### Data for processing
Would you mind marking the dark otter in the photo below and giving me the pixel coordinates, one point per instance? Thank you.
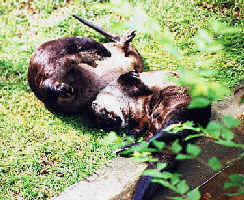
(66, 74)
(145, 103)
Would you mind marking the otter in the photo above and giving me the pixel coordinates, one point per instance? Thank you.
(144, 104)
(66, 74)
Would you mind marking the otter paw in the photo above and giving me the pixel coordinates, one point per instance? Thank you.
(130, 77)
(64, 90)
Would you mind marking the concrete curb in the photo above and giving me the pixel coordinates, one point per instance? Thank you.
(114, 182)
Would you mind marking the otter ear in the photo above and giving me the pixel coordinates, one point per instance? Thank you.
(130, 77)
(125, 41)
(51, 89)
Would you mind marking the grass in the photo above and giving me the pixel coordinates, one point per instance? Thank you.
(42, 153)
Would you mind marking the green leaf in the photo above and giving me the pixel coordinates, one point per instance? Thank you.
(230, 122)
(153, 173)
(214, 163)
(182, 187)
(176, 198)
(214, 129)
(193, 195)
(227, 134)
(199, 102)
(230, 185)
(161, 166)
(193, 149)
(111, 138)
(159, 145)
(242, 100)
(229, 143)
(176, 147)
(167, 175)
(165, 184)
(237, 178)
(175, 178)
(183, 157)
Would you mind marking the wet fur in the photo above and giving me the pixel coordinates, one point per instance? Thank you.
(144, 104)
(66, 74)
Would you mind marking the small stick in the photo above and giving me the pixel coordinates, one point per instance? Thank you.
(115, 38)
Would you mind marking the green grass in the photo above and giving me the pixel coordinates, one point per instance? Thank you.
(42, 153)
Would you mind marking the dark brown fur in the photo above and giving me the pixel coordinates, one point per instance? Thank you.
(145, 102)
(66, 74)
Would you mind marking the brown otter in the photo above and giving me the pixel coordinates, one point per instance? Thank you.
(66, 74)
(145, 103)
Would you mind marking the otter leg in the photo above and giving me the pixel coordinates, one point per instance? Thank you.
(133, 85)
(53, 88)
(125, 41)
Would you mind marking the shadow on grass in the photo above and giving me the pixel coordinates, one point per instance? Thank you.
(231, 73)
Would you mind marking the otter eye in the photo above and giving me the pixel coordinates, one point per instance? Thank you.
(73, 75)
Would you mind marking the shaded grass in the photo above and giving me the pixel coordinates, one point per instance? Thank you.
(42, 153)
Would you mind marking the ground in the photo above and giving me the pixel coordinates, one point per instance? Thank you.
(42, 153)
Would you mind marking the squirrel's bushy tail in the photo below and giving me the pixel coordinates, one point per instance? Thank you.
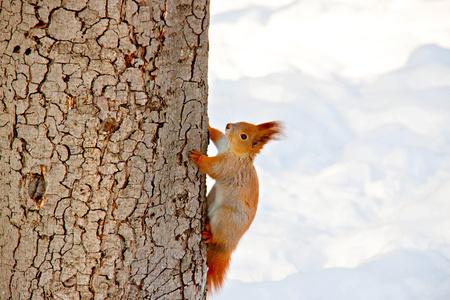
(218, 263)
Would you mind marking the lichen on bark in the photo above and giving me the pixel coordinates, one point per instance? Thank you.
(100, 103)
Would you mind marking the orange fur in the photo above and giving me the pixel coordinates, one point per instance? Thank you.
(233, 200)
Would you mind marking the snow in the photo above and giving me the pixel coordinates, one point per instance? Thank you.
(354, 202)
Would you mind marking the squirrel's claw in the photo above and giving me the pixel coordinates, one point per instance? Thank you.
(195, 155)
(206, 235)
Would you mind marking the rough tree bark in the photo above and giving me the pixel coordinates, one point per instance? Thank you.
(100, 103)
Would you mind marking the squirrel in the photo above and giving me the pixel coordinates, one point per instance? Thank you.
(233, 200)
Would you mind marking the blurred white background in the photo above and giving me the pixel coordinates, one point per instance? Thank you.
(355, 201)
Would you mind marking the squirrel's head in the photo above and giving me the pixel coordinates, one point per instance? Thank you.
(245, 138)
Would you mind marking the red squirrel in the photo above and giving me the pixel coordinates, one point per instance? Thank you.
(233, 200)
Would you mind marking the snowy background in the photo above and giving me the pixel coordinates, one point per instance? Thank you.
(355, 201)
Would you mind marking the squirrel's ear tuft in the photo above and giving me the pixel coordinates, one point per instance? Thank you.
(266, 132)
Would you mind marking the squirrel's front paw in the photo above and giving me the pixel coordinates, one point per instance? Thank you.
(207, 235)
(195, 155)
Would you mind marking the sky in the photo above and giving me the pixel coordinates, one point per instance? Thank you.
(354, 201)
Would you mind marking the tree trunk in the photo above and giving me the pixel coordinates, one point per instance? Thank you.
(100, 103)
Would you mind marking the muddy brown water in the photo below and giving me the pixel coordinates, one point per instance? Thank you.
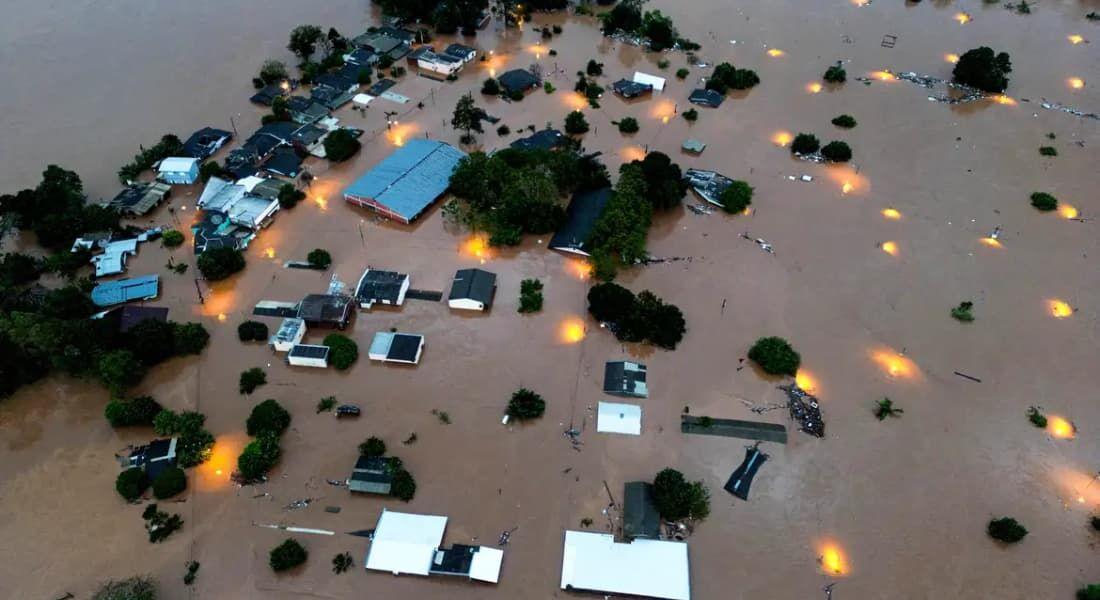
(904, 501)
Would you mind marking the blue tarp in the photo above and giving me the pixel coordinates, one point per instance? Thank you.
(120, 291)
(410, 178)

### Aim
Rewrite all of the data above, replacing "pixel coordinates" with "x and y coordinates" and leaving everything else unchanged. Leave out the pictures.

### Solution for this task
Would you mind marking the dark otter in the photo below and giving me the x and y coordinates, one point per instance? Thank you.
(66, 74)
(145, 103)
Would you mind marking the otter in the photo above and giving me the x and y coordinates, one point per instance? Thank you.
(144, 104)
(66, 74)
Would you mind marking the otter paw in the photo above and giving me the x and y coordinates, one point per instance? Thank you.
(130, 77)
(64, 90)
Would you mind marking the concrete curb in the photo above and giving me the x and y coordinates, one point per instance? Thank you.
(114, 182)
Would you mind marking the otter ear in the photo above and giving me the x and y coordinates, one point per instance? Thank you.
(130, 77)
(125, 41)
(51, 89)
Would you mind marking the grass in the photo above and giving me the x and y coordinates, one point per instance? Thank you.
(42, 153)
Would you mind marking the green leaf in the photo above and giving me the x and y coordinates, one point per instance? Thank you.
(230, 122)
(153, 173)
(214, 163)
(182, 187)
(176, 198)
(214, 129)
(193, 195)
(227, 134)
(199, 102)
(230, 185)
(161, 166)
(193, 149)
(111, 138)
(159, 145)
(242, 100)
(229, 143)
(176, 147)
(167, 175)
(165, 184)
(237, 178)
(175, 178)
(183, 157)
Would you mind marking the wet fur in the photo above and giving me the x and y coordinates, one point per instance? Thank you.
(144, 104)
(66, 74)
Would you mind marking the small stick in the photo above and giving me the x and y coordinates, one point per instance? Thank you.
(115, 38)
Would you mind marking the green grass in the photo above and giving me the x and y coordinates, one point per instance? Thank you.
(42, 153)
Would you mind marking the dark brown fur in the photo above and giving me the x and y coordinates, one point per instance? Thank you.
(145, 102)
(66, 74)
Would you mind marking the brown otter in the photo above and giving me the x and y coordinates, one point per instance? Thank you.
(66, 74)
(145, 103)
Would you mind marking the otter leg in the photo above and giving me the x and y coordinates, one point per instance? Thank you.
(133, 85)
(53, 88)
(125, 41)
Would you mind marking the shadow on grass in the photo above and giving me the x and y coordinates, one point per instance? Thank you.
(231, 73)
Would you mind marking the otter eye in the photo above and giving me the x and y coordinates, one point per instance? Thank you.
(73, 75)
Would you mind marking the shaded grass in the photo above and giving me the x and y coordinates, one point per instance? Thank you.
(42, 153)
Would you mind marking the ground in the photo above and giving me the x and y coordinates, one point per instance? Thank you.
(42, 153)
Would you mind marking the squirrel's bushy tail in the photo below and giving me the x and y coordinates, one point per instance? Thank you.
(218, 263)
Would you mind marking the lichen on bark in the photo above and giving me the x and y coordinates, one point per instance? Thank you.
(100, 103)
Would you mind marking the orange fur in the photo above and giving me the x and y coordinates, one point per instance? Thank you.
(233, 200)
Would you mind marking the snow in the photo above and giving me the x and y coordinates, one point per instance? Thank you.
(354, 202)
Would you mind marking the squirrel's claw in the photo above and giving me the x and y coordinates, one point per instance? Thank you.
(195, 155)
(206, 235)
Would you mind marking the rough tree bark in the photo above and giving me the x and y coordinates, one point per instance? Thank you.
(100, 103)
Would you mind marking the squirrel in the photo above and giving me the x and y coordinates, one point per instance? Thank you.
(233, 200)
Would you mind marking the blurred white background in the photo above and giving me the x and y coordinates, one point per instance? Thank you.
(355, 201)
Would you mind marking the squirrel's head in the photo above and giving me the x and y coordinates, one point per instance? Thank you.
(245, 138)
Would you mind marking the red squirrel in the photo above and giving me the x and y coordinates, one point per instance? Thank you.
(233, 200)
Would you mind marking the snowy background in the photo above and giving me the x and y coordinates, one point per instance? Thank you.
(355, 201)
Would you mind marking the squirrel's ear tuft in the photo above and giving me the x and y coordinates, one point per instance? Thank you.
(266, 132)
Would you mind marking the squirrel's front paw in the photo above and giving me the x and y coordinates, one point per instance? Thank you.
(207, 235)
(195, 155)
Would you mind marking the sky in the photo above and giving me the x and y coordinates, one point per instance? Thank you.
(354, 201)
Would you mind marking the tree trunk in the photo above and giving me the x and y coordinates, one point per instance? Thank you.
(100, 103)
Would you mind marking the muddy brown water in the photo below and giving me the x and y coordinates, one point per instance? Thank you.
(904, 501)
Would you mind marking the blue tarp in the photo above and giving me the x and y coordinates, one point per instance? Thank you.
(120, 291)
(410, 178)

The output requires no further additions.